Your goal: Search the listing for the word "target" and return each line that contains it.

* * *

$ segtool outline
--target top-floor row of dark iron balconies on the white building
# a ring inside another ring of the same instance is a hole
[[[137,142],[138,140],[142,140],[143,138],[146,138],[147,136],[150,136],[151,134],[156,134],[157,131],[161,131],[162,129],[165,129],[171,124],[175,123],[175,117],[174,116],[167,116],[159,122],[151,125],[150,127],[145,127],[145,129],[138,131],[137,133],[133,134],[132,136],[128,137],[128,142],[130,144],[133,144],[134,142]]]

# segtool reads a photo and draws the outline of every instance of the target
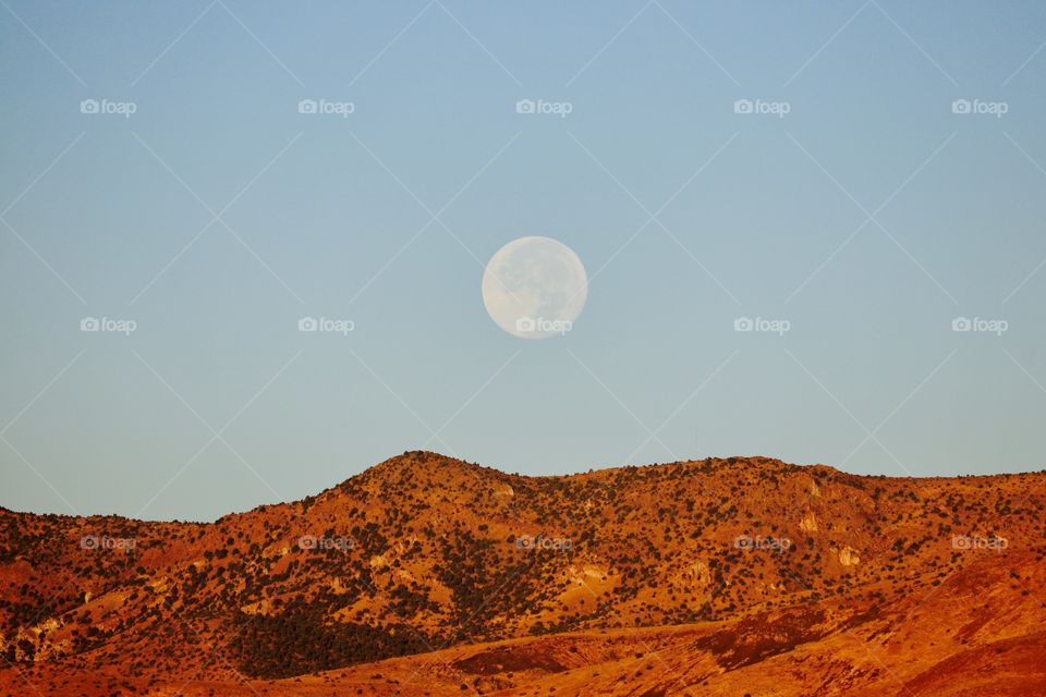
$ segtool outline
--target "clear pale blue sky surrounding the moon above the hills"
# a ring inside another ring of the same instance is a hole
[[[2,506],[1044,467],[1041,2],[0,5]],[[542,341],[481,296],[531,235]]]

* * *

Answer space:
--target top-floor row of dark iron balconies on the white building
# segtool reads a photo and draws the outline of every instance of the target
--target "clear pale blue sky surrounding the moon above the hills"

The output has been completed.